• Brano dell'esercizio:
==========
Il 24 agosto 2018 è mancato Jeff Lowe a causa di una malattia neurodegenerativa che lo aveva costretto sulla sedia a rotelle da metà degli anni Novanta. Ed è per questo che “non se ne sentiva parlare”, a causa della inattività forzata dalla malattia.
Per chi non lo conoscesse o si stesse avvicinando allo studio dei grandi alpinisti, ecco perchè dovrebbe conoscere Jeff Lowe:
E’ stato l’inventore di nuove discipline sulla roccia e il ghiaccio, l’inventore di nuovi attrezzi, il primo salitore di vie che sono state ripetute solo un quarto di secolo dopo, un visionario arrampicatore in grado di immaginare cose che altri climber della sua generazione neanche si sognavano e per questo è tuttora idolatrato da diverse generazioni di appassionati.
Inizia ad arrampicare in giovane età con il padre. La prima realizzazione risale al 1971 a ventun anni realizza Moonlight Buttress nello Zion National Park, salita con Mike Weis, una via che oggi è tra le classicissime dell’arrampicata nordamericana.
==========
(Voci di dati)
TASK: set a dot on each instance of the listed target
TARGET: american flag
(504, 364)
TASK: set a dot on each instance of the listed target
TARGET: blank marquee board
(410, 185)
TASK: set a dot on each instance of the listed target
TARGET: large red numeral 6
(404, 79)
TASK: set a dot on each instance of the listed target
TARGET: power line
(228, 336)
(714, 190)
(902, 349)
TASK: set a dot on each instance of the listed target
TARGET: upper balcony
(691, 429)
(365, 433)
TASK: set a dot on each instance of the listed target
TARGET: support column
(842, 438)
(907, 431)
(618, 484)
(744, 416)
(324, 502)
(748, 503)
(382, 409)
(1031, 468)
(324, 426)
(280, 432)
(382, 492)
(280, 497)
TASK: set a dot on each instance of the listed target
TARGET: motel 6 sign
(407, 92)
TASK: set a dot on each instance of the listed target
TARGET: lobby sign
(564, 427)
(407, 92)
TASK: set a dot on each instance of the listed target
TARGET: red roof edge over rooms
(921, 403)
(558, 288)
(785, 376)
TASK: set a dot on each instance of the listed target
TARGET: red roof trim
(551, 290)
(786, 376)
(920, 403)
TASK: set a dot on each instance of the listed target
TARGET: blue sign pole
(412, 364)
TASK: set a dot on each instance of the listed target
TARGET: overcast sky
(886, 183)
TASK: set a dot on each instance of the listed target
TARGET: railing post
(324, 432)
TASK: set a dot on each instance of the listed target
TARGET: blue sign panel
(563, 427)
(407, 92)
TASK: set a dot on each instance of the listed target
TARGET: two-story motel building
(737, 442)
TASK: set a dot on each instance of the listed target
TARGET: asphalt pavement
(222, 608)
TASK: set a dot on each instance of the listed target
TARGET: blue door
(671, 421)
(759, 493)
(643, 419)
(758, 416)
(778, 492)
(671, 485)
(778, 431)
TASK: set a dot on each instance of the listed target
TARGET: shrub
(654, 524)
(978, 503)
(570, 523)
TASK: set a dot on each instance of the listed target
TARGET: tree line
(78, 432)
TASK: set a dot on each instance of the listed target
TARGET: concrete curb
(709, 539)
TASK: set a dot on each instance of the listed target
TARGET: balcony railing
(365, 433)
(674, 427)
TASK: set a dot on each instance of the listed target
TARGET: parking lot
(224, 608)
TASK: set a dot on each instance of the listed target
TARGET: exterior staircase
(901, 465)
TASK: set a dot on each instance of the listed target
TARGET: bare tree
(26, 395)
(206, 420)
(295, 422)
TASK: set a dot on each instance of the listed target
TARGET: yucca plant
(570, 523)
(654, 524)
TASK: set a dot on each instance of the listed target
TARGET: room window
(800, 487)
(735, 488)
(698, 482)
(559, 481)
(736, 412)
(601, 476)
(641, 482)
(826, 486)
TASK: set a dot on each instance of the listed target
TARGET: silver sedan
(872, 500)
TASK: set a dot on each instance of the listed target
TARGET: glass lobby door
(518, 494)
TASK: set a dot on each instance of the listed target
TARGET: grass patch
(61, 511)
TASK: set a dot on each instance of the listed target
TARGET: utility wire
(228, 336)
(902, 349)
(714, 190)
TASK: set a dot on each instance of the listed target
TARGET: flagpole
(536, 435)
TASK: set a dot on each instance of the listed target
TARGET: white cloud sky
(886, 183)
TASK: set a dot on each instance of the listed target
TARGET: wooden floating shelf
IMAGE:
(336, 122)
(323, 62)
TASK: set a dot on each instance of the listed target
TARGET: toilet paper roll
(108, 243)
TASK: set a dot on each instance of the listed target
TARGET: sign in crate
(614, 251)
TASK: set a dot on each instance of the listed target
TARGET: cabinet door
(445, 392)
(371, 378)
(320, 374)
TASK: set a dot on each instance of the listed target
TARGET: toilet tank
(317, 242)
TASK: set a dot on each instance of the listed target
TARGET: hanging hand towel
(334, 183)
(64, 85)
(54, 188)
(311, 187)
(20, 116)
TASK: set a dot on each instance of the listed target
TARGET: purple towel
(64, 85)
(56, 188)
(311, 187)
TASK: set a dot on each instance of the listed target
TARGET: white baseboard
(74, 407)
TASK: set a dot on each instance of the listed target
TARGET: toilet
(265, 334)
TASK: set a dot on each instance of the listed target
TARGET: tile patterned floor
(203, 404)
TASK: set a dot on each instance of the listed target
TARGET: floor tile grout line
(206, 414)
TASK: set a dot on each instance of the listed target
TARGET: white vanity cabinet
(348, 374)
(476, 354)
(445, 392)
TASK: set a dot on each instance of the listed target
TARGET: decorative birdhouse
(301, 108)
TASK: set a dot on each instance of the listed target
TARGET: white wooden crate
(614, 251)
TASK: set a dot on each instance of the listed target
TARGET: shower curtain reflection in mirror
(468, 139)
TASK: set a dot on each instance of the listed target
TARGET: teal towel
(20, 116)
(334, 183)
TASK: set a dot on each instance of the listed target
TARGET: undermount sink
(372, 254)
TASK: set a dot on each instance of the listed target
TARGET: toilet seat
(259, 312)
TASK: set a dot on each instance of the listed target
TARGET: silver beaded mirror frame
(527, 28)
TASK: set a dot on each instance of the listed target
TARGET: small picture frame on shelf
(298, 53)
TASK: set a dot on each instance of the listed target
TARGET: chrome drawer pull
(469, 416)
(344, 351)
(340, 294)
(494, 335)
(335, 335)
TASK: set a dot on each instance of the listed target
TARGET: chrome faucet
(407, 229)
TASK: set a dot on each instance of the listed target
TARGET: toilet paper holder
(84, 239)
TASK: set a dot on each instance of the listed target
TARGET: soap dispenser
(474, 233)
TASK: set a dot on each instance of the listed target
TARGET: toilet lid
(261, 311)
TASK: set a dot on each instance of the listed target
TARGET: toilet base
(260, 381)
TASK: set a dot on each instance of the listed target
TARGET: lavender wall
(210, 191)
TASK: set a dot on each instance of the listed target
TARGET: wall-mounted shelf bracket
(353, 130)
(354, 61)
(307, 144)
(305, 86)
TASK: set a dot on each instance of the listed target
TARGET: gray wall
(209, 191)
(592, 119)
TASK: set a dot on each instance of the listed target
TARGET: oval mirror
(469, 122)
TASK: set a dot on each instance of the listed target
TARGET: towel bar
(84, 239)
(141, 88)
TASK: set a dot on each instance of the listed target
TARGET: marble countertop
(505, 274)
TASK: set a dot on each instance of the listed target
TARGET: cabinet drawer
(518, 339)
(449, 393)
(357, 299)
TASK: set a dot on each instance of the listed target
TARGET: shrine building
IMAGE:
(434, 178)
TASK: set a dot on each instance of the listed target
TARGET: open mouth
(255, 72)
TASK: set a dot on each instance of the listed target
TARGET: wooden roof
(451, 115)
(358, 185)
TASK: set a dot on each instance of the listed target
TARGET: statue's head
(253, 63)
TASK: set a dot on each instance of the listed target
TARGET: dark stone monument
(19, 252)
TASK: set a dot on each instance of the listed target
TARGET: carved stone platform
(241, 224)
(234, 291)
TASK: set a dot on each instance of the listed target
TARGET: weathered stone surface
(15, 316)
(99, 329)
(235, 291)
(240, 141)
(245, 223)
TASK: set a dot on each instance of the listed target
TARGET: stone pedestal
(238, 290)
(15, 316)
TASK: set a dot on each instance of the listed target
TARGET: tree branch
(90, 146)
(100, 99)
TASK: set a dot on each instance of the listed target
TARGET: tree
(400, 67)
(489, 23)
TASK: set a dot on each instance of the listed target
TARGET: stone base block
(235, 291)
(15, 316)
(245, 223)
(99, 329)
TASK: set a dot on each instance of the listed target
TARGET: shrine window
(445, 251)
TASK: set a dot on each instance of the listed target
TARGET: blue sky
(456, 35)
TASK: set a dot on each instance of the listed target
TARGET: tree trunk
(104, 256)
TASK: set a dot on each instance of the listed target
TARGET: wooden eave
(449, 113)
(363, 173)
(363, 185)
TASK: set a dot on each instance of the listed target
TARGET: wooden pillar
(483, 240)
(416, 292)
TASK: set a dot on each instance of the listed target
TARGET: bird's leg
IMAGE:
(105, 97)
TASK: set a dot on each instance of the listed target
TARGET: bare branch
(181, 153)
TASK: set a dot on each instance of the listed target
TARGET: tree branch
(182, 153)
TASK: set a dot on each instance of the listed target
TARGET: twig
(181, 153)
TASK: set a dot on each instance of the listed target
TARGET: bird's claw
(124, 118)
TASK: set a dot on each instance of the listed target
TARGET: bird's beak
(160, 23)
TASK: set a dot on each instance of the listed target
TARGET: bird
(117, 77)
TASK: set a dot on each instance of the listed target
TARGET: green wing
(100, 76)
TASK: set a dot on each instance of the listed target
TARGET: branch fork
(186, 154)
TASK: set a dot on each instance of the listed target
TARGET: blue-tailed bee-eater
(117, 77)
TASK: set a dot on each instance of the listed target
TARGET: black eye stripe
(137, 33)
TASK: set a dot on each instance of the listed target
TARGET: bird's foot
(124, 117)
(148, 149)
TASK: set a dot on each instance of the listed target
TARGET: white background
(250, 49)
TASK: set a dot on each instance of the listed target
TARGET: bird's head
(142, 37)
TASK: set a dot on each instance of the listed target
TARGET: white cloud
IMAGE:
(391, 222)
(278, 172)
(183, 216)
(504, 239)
==========
• Consegna: Trascrivi parola per parola il brano su Jeff Lowe, cominciando da "Per chi non" e proseguendo fino a "classicissime dell’arrampicata nordamericana.". I dati non hanno alcun legame con il brano.

• Soluzione:
Per chi non lo conoscesse o si stesse avvicinando allo studio dei grandi alpinisti, ecco perchè dovrebbe conoscere Jeff Lowe:
E’ stato l’inventore di nuove discipline sulla roccia e il ghiaccio, l’inventore di nuovi attrezzi, il primo salitore di vie che sono state ripetute solo un quarto di secolo dopo, un visionario arrampicatore in grado di immaginare cose che altri climber della sua generazione neanche si sognavano e per questo è tuttora idolatrato da diverse generazioni di appassionati.
Inizia ad arrampicare in giovane età con il padre. La prima realizzazione risale al 1971 a ventun anni realizza Moonlight Buttress nello Zion National Park, salita con Mike Weis, una via che oggi è tra le classicissime dell’arrampicata nordamericana.